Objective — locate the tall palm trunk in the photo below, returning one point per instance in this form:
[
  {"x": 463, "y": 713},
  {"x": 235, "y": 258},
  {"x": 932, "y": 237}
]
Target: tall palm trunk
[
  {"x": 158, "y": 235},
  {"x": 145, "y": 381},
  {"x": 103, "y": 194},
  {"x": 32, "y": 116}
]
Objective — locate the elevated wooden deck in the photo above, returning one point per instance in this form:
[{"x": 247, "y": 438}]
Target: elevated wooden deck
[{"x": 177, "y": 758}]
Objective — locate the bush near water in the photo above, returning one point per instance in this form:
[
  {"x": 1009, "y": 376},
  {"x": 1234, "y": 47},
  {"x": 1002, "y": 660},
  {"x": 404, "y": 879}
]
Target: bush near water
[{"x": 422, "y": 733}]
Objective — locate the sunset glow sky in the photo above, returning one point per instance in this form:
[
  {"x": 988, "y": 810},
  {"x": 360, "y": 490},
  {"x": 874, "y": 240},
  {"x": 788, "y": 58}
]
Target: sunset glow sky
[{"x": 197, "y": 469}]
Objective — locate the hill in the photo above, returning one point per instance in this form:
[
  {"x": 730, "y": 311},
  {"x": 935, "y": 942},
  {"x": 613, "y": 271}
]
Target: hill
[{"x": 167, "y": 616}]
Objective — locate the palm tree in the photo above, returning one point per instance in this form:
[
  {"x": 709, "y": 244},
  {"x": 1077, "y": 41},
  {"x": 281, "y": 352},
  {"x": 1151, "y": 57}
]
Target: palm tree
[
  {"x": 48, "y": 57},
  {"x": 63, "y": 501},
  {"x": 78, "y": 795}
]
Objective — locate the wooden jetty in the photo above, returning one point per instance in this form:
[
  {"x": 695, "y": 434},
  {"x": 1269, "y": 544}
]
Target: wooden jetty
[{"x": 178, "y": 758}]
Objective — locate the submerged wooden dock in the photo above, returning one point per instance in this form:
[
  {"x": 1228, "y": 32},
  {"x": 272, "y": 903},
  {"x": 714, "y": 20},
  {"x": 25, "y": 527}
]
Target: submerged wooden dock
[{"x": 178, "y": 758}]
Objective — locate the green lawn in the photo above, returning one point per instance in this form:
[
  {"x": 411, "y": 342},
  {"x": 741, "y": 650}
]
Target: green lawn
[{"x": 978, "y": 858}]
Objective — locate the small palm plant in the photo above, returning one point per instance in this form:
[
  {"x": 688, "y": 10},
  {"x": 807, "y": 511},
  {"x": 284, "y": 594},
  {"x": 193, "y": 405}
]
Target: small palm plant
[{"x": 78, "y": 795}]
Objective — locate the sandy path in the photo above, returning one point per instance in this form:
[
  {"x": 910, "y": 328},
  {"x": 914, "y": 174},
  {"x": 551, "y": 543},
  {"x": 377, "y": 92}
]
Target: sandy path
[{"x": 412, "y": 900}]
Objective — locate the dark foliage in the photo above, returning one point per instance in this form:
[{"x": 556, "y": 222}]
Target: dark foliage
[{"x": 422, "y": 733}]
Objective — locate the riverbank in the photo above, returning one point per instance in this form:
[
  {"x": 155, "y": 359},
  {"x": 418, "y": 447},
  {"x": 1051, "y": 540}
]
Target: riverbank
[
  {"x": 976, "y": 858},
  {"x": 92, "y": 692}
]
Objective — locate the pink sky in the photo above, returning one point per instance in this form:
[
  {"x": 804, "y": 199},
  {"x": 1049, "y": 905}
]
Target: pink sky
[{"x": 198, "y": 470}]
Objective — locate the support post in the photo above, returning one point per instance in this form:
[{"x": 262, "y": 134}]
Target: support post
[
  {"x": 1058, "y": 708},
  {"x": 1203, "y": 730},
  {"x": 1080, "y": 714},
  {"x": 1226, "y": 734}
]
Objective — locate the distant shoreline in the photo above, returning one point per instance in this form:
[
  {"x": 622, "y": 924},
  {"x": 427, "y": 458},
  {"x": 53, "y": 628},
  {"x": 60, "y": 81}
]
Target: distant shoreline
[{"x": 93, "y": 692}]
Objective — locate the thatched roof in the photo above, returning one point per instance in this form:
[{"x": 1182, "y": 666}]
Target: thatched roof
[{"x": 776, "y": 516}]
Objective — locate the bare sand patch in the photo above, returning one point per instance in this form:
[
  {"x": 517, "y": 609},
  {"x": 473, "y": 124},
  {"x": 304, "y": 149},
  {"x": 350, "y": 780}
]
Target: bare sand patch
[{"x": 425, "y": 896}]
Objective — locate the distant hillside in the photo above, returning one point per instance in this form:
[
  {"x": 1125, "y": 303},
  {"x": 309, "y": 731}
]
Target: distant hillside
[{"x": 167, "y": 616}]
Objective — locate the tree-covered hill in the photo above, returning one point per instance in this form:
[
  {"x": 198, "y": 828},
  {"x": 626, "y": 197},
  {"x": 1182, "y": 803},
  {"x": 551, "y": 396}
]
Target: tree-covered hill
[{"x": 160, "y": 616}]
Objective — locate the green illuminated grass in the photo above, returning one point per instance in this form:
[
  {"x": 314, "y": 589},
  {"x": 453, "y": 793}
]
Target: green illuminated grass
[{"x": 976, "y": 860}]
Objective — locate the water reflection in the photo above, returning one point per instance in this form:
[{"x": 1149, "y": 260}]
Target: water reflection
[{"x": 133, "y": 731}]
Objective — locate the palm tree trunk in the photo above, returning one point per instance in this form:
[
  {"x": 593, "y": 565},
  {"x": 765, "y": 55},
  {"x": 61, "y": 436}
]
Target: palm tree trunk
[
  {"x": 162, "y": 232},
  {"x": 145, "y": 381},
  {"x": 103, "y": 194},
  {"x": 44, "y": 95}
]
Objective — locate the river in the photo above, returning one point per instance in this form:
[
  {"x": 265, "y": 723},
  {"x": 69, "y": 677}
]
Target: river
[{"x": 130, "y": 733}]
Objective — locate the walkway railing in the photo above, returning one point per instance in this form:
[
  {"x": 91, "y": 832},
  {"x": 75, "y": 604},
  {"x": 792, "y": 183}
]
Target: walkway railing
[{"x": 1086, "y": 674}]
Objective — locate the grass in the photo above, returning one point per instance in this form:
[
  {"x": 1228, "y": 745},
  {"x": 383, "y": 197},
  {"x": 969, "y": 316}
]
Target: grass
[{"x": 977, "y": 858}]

········

Please repeat the whole listing above, keeping every line exactly as it reads.

Objective — locate the tall palm trunk in the photo below, returning one point per instance in this form:
[
  {"x": 463, "y": 713},
  {"x": 235, "y": 258},
  {"x": 932, "y": 237}
]
Target: tall palm trunk
[
  {"x": 158, "y": 235},
  {"x": 145, "y": 381},
  {"x": 103, "y": 194},
  {"x": 32, "y": 116}
]
Objective — locate the elevated wooden deck in the photo above, returning one point per instance in this form:
[{"x": 247, "y": 438}]
Target: elevated wooden deck
[{"x": 177, "y": 758}]
Objective — locate the bush near water in the photo above, returning one point per instance in this form:
[
  {"x": 1009, "y": 376},
  {"x": 1234, "y": 47},
  {"x": 1002, "y": 660},
  {"x": 404, "y": 879}
]
Target: bush near water
[{"x": 422, "y": 733}]
Objective — locate the sunset glow sky in the photo above, returning one point per instance in this form:
[
  {"x": 988, "y": 810},
  {"x": 360, "y": 490},
  {"x": 874, "y": 240},
  {"x": 788, "y": 58}
]
Target: sunset glow sky
[{"x": 197, "y": 469}]
Objective — locate the hill in the photo above, returning one point per instance in this form:
[
  {"x": 730, "y": 311},
  {"x": 935, "y": 942},
  {"x": 613, "y": 271}
]
Target: hill
[{"x": 167, "y": 616}]
Objective — locate the palm tree in the photo above, returning one point per instance in this form:
[
  {"x": 709, "y": 244},
  {"x": 1077, "y": 41},
  {"x": 281, "y": 352},
  {"x": 1151, "y": 57}
]
Target: palm tree
[
  {"x": 48, "y": 57},
  {"x": 63, "y": 501},
  {"x": 78, "y": 795}
]
Objective — locate the wooden jetty in the photo above, returning one point per instance in this form:
[
  {"x": 695, "y": 434},
  {"x": 1269, "y": 544}
]
Target: wooden jetty
[{"x": 178, "y": 758}]
Objective — locate the submerged wooden dock in the photo above, returning one point per instance in this form:
[
  {"x": 1228, "y": 32},
  {"x": 272, "y": 903},
  {"x": 714, "y": 20},
  {"x": 25, "y": 527}
]
Target: submerged wooden dock
[{"x": 178, "y": 758}]
Objective — locate the green lawn in the photo above, returning one point per instance in this form:
[
  {"x": 411, "y": 342},
  {"x": 741, "y": 650}
]
Target: green lawn
[{"x": 978, "y": 858}]
Objective — locate the small palm plant in the photo above, returning one point per instance in this form:
[
  {"x": 688, "y": 10},
  {"x": 807, "y": 511},
  {"x": 284, "y": 594},
  {"x": 193, "y": 405}
]
Target: small palm plant
[{"x": 78, "y": 795}]
Objective — locate the sandy path in the photo above, returning one point per instance in this form:
[
  {"x": 910, "y": 328},
  {"x": 914, "y": 174},
  {"x": 551, "y": 543},
  {"x": 377, "y": 92}
]
Target: sandy path
[{"x": 412, "y": 900}]
Objective — locate the dark foliage in the photo above, returning one point per instance in this form:
[{"x": 556, "y": 222}]
Target: dark foliage
[{"x": 422, "y": 733}]
Objective — locate the riverbank in the photo above, returning one point per instance in this form:
[
  {"x": 155, "y": 359},
  {"x": 418, "y": 447},
  {"x": 1051, "y": 540}
]
Target: riverbank
[
  {"x": 976, "y": 858},
  {"x": 92, "y": 692}
]
Objective — locate the pink sky in the photo above, returning one point per instance in this form:
[
  {"x": 804, "y": 199},
  {"x": 1049, "y": 905}
]
Target: pink sky
[{"x": 198, "y": 470}]
Objective — locate the support post in the photo above, returning one point per instance in this form:
[{"x": 262, "y": 134}]
Target: support post
[
  {"x": 1058, "y": 708},
  {"x": 1203, "y": 730},
  {"x": 1080, "y": 714},
  {"x": 1226, "y": 734}
]
Objective — locate the distant shoreline in the photo above, returning one point per instance in this form:
[
  {"x": 622, "y": 924},
  {"x": 427, "y": 458},
  {"x": 53, "y": 628},
  {"x": 60, "y": 81}
]
Target: distant shoreline
[{"x": 93, "y": 692}]
Objective — locate the thatched roof in the photo above, returning one point per instance in this form:
[{"x": 1182, "y": 666}]
Target: thatched roof
[{"x": 776, "y": 516}]
Objective — locate the bare sand patch in the photo above, returning one point per instance in this form:
[
  {"x": 517, "y": 609},
  {"x": 473, "y": 124},
  {"x": 304, "y": 149},
  {"x": 350, "y": 780}
]
Target: bare sand patch
[{"x": 425, "y": 896}]
Objective — locate the distant hillside in the photo above, returning one point per instance in this form:
[
  {"x": 1125, "y": 303},
  {"x": 309, "y": 731}
]
Target: distant hillside
[{"x": 167, "y": 616}]
Objective — locate the tree-covered hill in the photo above, returning one point per instance in this form:
[
  {"x": 198, "y": 828},
  {"x": 626, "y": 197},
  {"x": 1182, "y": 803},
  {"x": 551, "y": 396}
]
Target: tree-covered hill
[{"x": 160, "y": 616}]
Objective — locate the green illuminated grass in the photo above, returning one point per instance in this form:
[
  {"x": 314, "y": 589},
  {"x": 453, "y": 793}
]
Target: green illuminated grass
[{"x": 976, "y": 860}]
Objective — locate the water reflection in the photo above, returning one point per instance in this form:
[{"x": 1149, "y": 260}]
Target: water reflection
[{"x": 133, "y": 731}]
Objective — locate the palm tree trunk in the photo above, returning one point per instance in this form:
[
  {"x": 593, "y": 565},
  {"x": 765, "y": 55},
  {"x": 61, "y": 436}
]
Target: palm tree trunk
[
  {"x": 162, "y": 232},
  {"x": 145, "y": 381},
  {"x": 103, "y": 194},
  {"x": 44, "y": 95}
]
Objective — locate the river in the photo above, returning one point per instance in this form:
[
  {"x": 265, "y": 723},
  {"x": 69, "y": 677}
]
Target: river
[{"x": 130, "y": 733}]
Objective — locate the walkway railing in the photo above, returning one point per instance in this form:
[
  {"x": 91, "y": 832},
  {"x": 75, "y": 604},
  {"x": 792, "y": 183}
]
Target: walkway railing
[{"x": 1086, "y": 674}]
Objective — locate the grass in the photo above, returning one point per instance in this form:
[
  {"x": 1228, "y": 745},
  {"x": 383, "y": 197},
  {"x": 969, "y": 316}
]
Target: grass
[{"x": 977, "y": 858}]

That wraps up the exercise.